━━━ Text segment ━━━

Comparison of walkshed before and after split


Since we computed the walkshed out to 1mi, and we stored the aggregate
distance for each segment, we can use that to build heat maps of what’s
within a certain distance of a stop.


Coloring Walkshed by distance


Let’s now join the walkshed against our block data. Since the road
features themselves might not overlap a block, since we’re using
different data sources, it’s highly likely that a road might be on one
side or the other of the block boundary. What we can do is build an
arbitrary buffer along the road segment, i.e. make it “thicker”, and
test if the buffer overlaps a block. I chose 10ft. I also chose to
filter only for blocks within ¼mi, and not build the distance
metrics into the block.


create table blocks_s18340 as 
select b.* 
from tiger2017.tabblock_ac_3365 b 
join stops_walkshed_s18340_split100 ws 
  on st_overlaps(b.geom, st_buffer(ws.the_geom, 10))

━━━

=== Exercise brief ===
Please rewrite the walkshed passage, starting at "Since we computed" and ending after "distance of a stop.", and rename "heat maps" as "distance maps". These entries have no connection to the walkshed passage.

━━━ Material ━━━

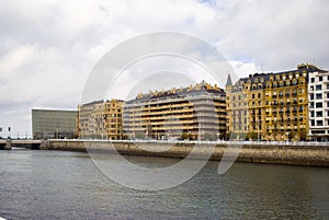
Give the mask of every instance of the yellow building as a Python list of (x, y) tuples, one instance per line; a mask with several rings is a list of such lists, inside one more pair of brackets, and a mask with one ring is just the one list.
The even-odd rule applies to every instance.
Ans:
[(80, 138), (122, 139), (123, 101), (95, 101), (78, 106), (77, 130)]
[[(314, 65), (307, 63), (299, 65), (296, 70), (250, 74), (235, 84), (229, 79), (226, 85), (228, 132), (242, 134), (241, 138), (236, 135), (236, 139), (306, 139), (307, 77), (316, 69)], [(239, 96), (246, 97), (247, 102), (236, 102), (235, 99)], [(247, 103), (248, 106), (242, 103)], [(241, 116), (237, 116), (237, 112), (241, 111), (246, 111), (243, 125), (236, 123), (242, 119)]]
[(225, 92), (204, 81), (138, 94), (124, 105), (124, 135), (132, 139), (208, 139), (226, 135)]

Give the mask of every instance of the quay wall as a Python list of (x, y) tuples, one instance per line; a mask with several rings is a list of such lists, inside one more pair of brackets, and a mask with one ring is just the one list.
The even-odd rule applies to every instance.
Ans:
[[(94, 140), (48, 140), (43, 141), (43, 150), (92, 151), (121, 154), (166, 157), (183, 159), (203, 159), (207, 154), (211, 160), (222, 160), (224, 152), (237, 153), (236, 161), (253, 163), (276, 163), (290, 165), (329, 166), (328, 144), (237, 144), (237, 143), (191, 143), (191, 142), (148, 142), (148, 141), (94, 141)], [(194, 151), (192, 152), (193, 148)], [(88, 150), (87, 150), (88, 149)], [(112, 149), (112, 150), (111, 150)], [(149, 150), (147, 150), (149, 149)]]

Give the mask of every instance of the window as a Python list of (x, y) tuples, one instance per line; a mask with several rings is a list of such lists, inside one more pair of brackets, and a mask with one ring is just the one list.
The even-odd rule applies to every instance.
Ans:
[(310, 94), (309, 100), (314, 100), (314, 94)]
[(324, 126), (324, 120), (317, 120), (317, 126)]
[(322, 117), (322, 111), (317, 112), (317, 117)]
[(309, 103), (309, 108), (314, 108), (314, 103)]
[(310, 112), (310, 117), (314, 117), (314, 111)]
[(316, 103), (316, 107), (322, 107), (322, 103)]

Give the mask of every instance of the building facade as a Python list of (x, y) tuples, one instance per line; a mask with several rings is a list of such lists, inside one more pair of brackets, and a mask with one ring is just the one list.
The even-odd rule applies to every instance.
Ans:
[(308, 76), (309, 138), (329, 141), (329, 72), (314, 71)]
[(124, 135), (129, 139), (218, 139), (226, 135), (225, 91), (202, 81), (138, 94), (125, 102)]
[[(234, 139), (306, 139), (308, 132), (308, 73), (296, 70), (256, 73), (226, 85), (228, 132)], [(246, 126), (247, 124), (247, 126)]]
[(123, 138), (121, 100), (95, 101), (78, 106), (79, 138), (117, 140)]
[(33, 138), (73, 138), (76, 136), (76, 117), (77, 111), (32, 109)]

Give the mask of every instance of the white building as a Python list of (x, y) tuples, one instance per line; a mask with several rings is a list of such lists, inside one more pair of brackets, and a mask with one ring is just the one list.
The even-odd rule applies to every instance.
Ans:
[(308, 74), (309, 138), (329, 141), (329, 72)]

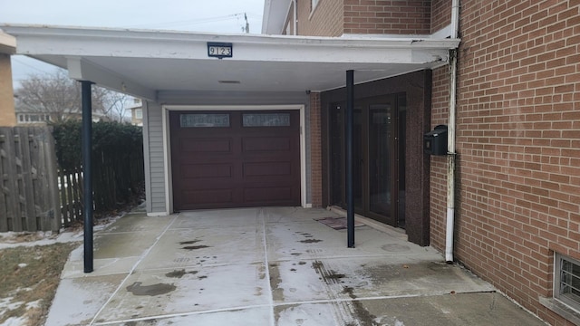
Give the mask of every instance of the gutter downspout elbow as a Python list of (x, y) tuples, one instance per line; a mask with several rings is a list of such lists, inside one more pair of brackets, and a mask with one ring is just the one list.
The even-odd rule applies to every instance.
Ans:
[[(451, 4), (451, 37), (459, 38), (459, 0)], [(450, 50), (450, 117), (447, 143), (447, 227), (445, 233), (445, 261), (453, 263), (453, 233), (455, 226), (455, 130), (457, 106), (457, 54)]]

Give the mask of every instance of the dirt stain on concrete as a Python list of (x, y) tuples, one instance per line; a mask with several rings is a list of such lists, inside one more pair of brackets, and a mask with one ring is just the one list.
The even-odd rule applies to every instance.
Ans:
[(353, 288), (344, 286), (343, 293), (348, 294), (348, 296), (353, 299), (351, 302), (353, 303), (353, 309), (354, 310), (353, 313), (356, 316), (361, 326), (381, 326), (380, 323), (375, 321), (377, 316), (369, 312), (369, 311), (362, 306), (362, 303), (356, 300), (357, 296), (354, 294)]
[(306, 239), (306, 240), (302, 240), (300, 241), (303, 244), (315, 244), (315, 243), (319, 243), (322, 242), (323, 240), (318, 240), (318, 239)]
[(127, 286), (127, 291), (133, 293), (133, 295), (161, 295), (167, 294), (175, 291), (177, 287), (173, 284), (157, 283), (151, 285), (141, 285), (142, 283), (135, 282), (134, 283)]
[(185, 275), (185, 270), (175, 270), (165, 274), (165, 276), (172, 278), (181, 278), (183, 275)]
[(272, 288), (272, 297), (275, 301), (284, 301), (284, 289), (280, 288), (282, 278), (280, 277), (280, 269), (277, 264), (270, 264), (270, 287)]
[(186, 250), (198, 250), (198, 249), (203, 249), (203, 248), (209, 248), (209, 246), (208, 245), (187, 245), (182, 247), (181, 249), (186, 249)]
[(200, 242), (201, 240), (189, 240), (189, 241), (181, 241), (179, 242), (179, 244), (183, 245), (183, 244), (197, 244), (198, 242)]

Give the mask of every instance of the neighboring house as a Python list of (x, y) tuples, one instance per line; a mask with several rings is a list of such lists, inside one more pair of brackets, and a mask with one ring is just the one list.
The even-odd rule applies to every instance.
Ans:
[[(345, 207), (353, 71), (356, 212), (420, 245), (454, 244), (455, 260), (566, 325), (580, 323), (579, 11), (547, 0), (266, 0), (269, 35), (2, 28), (18, 53), (143, 100), (150, 216)], [(456, 155), (427, 153), (439, 125)]]
[[(32, 107), (15, 99), (15, 117), (18, 125), (45, 125), (49, 121), (53, 121), (54, 114), (45, 112), (42, 108)], [(63, 120), (81, 120), (82, 114), (81, 109), (75, 109), (69, 112), (63, 113)], [(92, 121), (108, 121), (109, 118), (99, 112), (92, 112)]]
[(13, 127), (16, 124), (10, 62), (10, 55), (15, 52), (16, 40), (0, 31), (0, 127)]

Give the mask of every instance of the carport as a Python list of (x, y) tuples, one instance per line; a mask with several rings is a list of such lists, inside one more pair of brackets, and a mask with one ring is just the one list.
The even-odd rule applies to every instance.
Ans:
[[(321, 206), (316, 197), (324, 187), (316, 175), (322, 164), (317, 114), (324, 110), (321, 108), (320, 92), (346, 86), (349, 94), (353, 94), (356, 84), (447, 64), (449, 50), (459, 44), (457, 39), (430, 35), (331, 38), (30, 25), (1, 28), (16, 37), (17, 54), (66, 69), (70, 77), (82, 82), (85, 99), (90, 84), (96, 83), (143, 100), (147, 214), (151, 216), (166, 216), (178, 209), (265, 203)], [(349, 100), (352, 110), (352, 95)], [(90, 103), (85, 108), (90, 108)], [(178, 142), (179, 136), (172, 133), (175, 131), (170, 123), (172, 114), (179, 115), (175, 119), (179, 120), (176, 125), (179, 128), (195, 129), (218, 126), (216, 121), (222, 121), (220, 117), (225, 112), (233, 112), (234, 116), (239, 112), (241, 118), (236, 118), (239, 121), (245, 120), (244, 114), (249, 117), (248, 120), (255, 121), (273, 119), (282, 121), (288, 114), (288, 120), (295, 122), (276, 127), (293, 129), (289, 136), (270, 135), (256, 129), (250, 138), (261, 135), (278, 139), (276, 149), (287, 145), (293, 149), (277, 158), (258, 158), (252, 161), (241, 159), (246, 152), (235, 152), (233, 149), (271, 151), (267, 141), (252, 143), (247, 141), (247, 134), (220, 140), (205, 132), (202, 136), (185, 135), (187, 141)], [(234, 118), (227, 119), (227, 123), (234, 123)], [(347, 116), (347, 120), (352, 123), (352, 116), (350, 119)], [(190, 125), (191, 121), (197, 122)], [(272, 130), (265, 125), (249, 127)], [(203, 141), (198, 141), (200, 139)], [(198, 141), (198, 146), (185, 145), (192, 141)], [(219, 149), (224, 153), (234, 153), (232, 158), (213, 161), (218, 159), (211, 156), (215, 153), (208, 152)], [(179, 150), (185, 154), (176, 158)], [(188, 152), (200, 151), (208, 154), (208, 161), (213, 162), (211, 167), (180, 158)], [(352, 166), (352, 156), (348, 158)], [(176, 165), (176, 162), (185, 163)], [(240, 162), (244, 168), (237, 168), (236, 162)], [(196, 171), (208, 169), (201, 175), (188, 174), (184, 171), (192, 169), (183, 168), (185, 164), (195, 167)], [(237, 170), (244, 171), (242, 181)], [(287, 180), (278, 181), (276, 177), (284, 174), (280, 171), (286, 171), (284, 173), (290, 176)], [(231, 177), (225, 184), (237, 184), (227, 189), (218, 189), (188, 188), (176, 182), (208, 176), (214, 178), (207, 184), (215, 185), (223, 177)], [(261, 188), (256, 190), (257, 183)], [(352, 191), (352, 183), (349, 189)], [(176, 194), (178, 191), (179, 194)], [(264, 194), (269, 197), (265, 198)], [(237, 197), (244, 198), (242, 205), (227, 205)], [(220, 201), (208, 205), (215, 198)], [(254, 204), (250, 199), (256, 199)], [(349, 246), (353, 245), (352, 206), (349, 206)], [(87, 212), (86, 216), (90, 214)]]

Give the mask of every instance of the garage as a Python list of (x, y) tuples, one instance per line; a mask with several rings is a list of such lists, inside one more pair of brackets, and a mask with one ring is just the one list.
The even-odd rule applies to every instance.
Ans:
[(173, 208), (300, 206), (298, 110), (169, 111)]

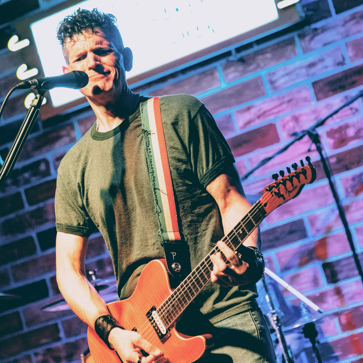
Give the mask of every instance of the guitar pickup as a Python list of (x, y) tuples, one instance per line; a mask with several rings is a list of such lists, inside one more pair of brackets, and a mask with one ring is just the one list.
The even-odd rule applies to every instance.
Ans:
[(158, 315), (155, 305), (146, 313), (146, 317), (151, 323), (160, 341), (163, 343), (170, 336), (170, 333)]

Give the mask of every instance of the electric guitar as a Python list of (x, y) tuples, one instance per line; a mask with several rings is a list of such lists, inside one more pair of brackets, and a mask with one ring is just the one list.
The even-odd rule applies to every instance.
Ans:
[[(275, 182), (267, 185), (261, 199), (222, 241), (236, 251), (238, 247), (269, 213), (279, 206), (297, 196), (306, 184), (313, 183), (316, 172), (310, 161), (282, 178), (274, 174)], [(179, 333), (175, 329), (178, 318), (210, 281), (213, 264), (211, 256), (220, 252), (216, 246), (204, 259), (172, 291), (165, 259), (149, 262), (140, 275), (136, 288), (130, 297), (107, 304), (110, 314), (119, 325), (128, 330), (138, 332), (146, 340), (159, 348), (170, 363), (191, 363), (213, 348), (210, 334), (190, 337)], [(236, 252), (236, 253), (237, 252)], [(226, 262), (227, 259), (222, 254)], [(88, 328), (88, 344), (95, 363), (120, 363), (117, 353), (107, 347), (94, 331)]]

━━━

=== Full solution ===
Since we computed the walkshed out to 1mi, and we stored the aggregate
distance for each segment, we can use that to build distance maps of what’s
within a certain distance of a stop.